Saved data entries

·····

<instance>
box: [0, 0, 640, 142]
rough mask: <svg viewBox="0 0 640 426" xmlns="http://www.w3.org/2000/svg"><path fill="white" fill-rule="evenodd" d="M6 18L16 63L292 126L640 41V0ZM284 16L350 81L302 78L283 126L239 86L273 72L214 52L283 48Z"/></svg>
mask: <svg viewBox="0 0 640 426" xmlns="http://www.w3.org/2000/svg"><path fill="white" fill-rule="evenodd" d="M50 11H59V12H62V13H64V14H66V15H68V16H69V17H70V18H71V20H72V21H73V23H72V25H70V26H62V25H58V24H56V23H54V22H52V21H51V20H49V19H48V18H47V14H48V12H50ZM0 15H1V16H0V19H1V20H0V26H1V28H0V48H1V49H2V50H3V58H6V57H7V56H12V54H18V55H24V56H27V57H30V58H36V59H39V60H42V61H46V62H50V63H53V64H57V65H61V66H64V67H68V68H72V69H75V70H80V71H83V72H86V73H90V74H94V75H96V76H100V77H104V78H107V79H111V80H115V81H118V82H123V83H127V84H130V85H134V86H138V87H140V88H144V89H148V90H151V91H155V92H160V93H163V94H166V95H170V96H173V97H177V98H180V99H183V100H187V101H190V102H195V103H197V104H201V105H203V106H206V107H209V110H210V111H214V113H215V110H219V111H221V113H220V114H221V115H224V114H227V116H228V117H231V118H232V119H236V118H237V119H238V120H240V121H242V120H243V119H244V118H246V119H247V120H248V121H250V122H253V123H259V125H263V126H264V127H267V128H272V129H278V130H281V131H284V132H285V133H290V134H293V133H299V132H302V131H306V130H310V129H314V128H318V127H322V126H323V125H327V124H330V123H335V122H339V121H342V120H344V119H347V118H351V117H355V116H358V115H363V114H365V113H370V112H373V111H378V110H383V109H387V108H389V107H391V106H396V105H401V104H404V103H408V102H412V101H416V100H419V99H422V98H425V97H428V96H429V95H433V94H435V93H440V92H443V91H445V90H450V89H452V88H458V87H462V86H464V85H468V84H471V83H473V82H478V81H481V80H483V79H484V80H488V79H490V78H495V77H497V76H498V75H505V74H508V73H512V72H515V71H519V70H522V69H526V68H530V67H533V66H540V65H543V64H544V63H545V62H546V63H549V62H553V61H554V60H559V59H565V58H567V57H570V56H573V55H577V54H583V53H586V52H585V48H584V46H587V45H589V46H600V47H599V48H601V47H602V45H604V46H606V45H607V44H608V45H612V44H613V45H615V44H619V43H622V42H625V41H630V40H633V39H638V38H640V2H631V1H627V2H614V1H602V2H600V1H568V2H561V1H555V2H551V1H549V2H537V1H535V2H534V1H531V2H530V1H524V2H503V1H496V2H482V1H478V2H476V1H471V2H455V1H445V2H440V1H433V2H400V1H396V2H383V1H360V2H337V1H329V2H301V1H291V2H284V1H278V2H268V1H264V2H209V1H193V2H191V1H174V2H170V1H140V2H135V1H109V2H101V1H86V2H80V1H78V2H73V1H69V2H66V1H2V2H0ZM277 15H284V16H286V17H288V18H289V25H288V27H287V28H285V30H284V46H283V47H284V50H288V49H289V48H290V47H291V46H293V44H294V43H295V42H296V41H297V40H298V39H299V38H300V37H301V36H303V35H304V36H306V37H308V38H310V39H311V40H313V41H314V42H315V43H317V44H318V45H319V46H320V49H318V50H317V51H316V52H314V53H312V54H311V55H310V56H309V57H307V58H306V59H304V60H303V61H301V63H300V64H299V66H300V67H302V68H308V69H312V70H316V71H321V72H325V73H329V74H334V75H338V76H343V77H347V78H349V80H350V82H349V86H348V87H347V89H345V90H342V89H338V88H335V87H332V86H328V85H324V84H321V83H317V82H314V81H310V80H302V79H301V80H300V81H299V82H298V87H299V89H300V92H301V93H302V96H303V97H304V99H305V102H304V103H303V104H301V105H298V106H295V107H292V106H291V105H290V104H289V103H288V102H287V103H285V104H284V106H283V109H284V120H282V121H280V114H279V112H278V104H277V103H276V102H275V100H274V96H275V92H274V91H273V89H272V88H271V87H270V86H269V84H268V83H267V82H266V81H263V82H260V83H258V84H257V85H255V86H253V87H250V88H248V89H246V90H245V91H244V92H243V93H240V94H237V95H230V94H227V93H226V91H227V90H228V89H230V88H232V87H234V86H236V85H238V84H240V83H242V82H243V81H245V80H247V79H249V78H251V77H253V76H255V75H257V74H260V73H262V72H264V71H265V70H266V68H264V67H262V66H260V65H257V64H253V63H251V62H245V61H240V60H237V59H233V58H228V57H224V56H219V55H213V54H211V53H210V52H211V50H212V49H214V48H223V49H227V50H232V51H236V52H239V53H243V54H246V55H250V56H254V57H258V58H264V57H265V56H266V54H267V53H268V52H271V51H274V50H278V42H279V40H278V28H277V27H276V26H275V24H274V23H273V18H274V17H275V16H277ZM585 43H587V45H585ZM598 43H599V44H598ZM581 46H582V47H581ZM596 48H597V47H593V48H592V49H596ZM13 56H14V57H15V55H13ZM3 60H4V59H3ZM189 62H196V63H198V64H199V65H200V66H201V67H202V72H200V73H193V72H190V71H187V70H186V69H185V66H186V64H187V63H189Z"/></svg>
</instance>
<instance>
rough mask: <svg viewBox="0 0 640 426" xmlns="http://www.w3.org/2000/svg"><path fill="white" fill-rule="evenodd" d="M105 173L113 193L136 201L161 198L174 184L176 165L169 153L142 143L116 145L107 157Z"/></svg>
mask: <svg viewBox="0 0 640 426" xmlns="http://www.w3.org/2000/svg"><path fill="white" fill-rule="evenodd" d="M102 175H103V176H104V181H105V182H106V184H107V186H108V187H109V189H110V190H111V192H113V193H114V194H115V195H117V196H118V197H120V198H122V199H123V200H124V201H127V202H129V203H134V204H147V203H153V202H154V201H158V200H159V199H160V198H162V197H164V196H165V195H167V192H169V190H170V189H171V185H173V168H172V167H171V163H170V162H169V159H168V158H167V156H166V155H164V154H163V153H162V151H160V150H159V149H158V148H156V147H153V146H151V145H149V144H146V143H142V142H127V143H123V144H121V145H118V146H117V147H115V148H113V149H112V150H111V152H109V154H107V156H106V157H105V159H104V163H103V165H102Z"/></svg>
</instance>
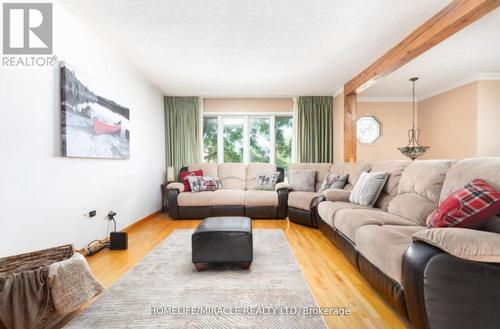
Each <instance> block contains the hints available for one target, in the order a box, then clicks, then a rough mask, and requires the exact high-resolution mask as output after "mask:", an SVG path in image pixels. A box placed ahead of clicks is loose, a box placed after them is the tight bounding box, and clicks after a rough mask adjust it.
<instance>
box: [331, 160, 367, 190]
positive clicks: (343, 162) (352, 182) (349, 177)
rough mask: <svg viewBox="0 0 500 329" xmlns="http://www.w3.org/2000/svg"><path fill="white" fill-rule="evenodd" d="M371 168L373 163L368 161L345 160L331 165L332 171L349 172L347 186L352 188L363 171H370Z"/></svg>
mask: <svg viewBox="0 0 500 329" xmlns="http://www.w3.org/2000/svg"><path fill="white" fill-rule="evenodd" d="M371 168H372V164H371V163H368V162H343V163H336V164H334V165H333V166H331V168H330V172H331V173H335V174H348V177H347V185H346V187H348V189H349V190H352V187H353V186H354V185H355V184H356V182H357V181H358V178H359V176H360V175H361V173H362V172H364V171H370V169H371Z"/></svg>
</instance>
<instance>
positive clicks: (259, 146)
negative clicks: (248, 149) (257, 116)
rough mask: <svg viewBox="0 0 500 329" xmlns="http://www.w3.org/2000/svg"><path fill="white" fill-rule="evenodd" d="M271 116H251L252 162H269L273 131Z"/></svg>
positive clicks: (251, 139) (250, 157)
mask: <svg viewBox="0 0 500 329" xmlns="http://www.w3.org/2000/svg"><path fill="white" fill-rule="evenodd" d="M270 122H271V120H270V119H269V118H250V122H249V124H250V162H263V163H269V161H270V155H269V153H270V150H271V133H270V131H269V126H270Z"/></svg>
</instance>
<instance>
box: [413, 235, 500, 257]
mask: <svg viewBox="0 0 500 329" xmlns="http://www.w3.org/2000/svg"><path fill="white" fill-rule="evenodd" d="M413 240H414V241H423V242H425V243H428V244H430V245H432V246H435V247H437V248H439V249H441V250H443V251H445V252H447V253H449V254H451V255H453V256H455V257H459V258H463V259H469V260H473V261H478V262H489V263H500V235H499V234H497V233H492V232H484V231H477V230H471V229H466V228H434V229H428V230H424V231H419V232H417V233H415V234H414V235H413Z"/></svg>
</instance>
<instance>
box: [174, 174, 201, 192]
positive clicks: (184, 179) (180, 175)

·····

TASK DIRECTIONS.
Print again the lines of the entries above that fall between the line holding "box: [331, 160, 367, 190]" and the line holding "negative clicks: (248, 149) (257, 116)", inclusive, exactly as they stand.

RESULT BELOW.
box: [331, 160, 367, 190]
positive clicks: (343, 162) (352, 182) (349, 177)
rough mask: <svg viewBox="0 0 500 329" xmlns="http://www.w3.org/2000/svg"><path fill="white" fill-rule="evenodd" d="M371 168L373 163L368 161L345 160L331 165L332 171L349 172L347 186L352 188L363 171H370Z"/></svg>
mask: <svg viewBox="0 0 500 329" xmlns="http://www.w3.org/2000/svg"><path fill="white" fill-rule="evenodd" d="M371 168H372V164H371V163H368V162H343V163H336V164H334V165H333V166H331V168H330V172H331V173H335V174H348V177H347V185H346V187H348V189H349V190H352V187H353V186H354V185H355V184H356V182H357V181H358V178H359V176H360V175H361V173H362V172H364V171H370V169H371Z"/></svg>
</instance>
<instance>
positive clicks: (259, 146)
negative clicks: (248, 149) (257, 116)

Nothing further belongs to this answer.